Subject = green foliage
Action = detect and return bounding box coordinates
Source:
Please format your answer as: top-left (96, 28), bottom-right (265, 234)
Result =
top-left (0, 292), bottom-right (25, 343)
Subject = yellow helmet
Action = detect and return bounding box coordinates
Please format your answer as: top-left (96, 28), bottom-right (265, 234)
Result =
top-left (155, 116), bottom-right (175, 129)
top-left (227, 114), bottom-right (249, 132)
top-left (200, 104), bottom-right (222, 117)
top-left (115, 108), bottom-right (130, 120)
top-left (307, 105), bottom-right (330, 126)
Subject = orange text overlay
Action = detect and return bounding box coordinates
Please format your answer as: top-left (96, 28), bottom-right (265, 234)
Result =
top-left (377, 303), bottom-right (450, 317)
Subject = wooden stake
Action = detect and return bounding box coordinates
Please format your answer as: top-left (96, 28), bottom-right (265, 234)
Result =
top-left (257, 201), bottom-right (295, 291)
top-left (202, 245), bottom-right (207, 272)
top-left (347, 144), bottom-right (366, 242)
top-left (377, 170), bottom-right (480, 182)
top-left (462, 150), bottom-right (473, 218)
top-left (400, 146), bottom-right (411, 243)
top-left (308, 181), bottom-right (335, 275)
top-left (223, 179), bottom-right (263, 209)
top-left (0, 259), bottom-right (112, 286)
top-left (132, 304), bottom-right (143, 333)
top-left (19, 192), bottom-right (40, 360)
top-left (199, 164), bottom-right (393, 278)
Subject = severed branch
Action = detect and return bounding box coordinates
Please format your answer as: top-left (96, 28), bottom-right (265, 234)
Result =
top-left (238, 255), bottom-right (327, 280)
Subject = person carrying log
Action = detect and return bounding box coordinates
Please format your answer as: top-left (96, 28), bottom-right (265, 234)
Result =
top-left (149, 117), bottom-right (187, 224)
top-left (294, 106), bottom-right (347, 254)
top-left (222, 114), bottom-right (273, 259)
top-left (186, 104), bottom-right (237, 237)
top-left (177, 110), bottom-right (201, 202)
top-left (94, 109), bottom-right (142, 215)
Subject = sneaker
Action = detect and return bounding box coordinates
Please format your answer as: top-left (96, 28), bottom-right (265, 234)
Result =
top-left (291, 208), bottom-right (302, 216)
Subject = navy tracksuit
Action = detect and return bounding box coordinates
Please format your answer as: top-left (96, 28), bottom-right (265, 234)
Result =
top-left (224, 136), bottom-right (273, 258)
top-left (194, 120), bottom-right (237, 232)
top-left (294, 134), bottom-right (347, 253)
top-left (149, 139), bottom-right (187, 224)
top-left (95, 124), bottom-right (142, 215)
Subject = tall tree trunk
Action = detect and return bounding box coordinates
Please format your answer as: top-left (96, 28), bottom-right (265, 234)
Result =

▸ WORK TO COMPLETE
How many lines in the rows above contain "Subject"? Case counts. Reply with the number alone.

▸ TASK ANSWER
9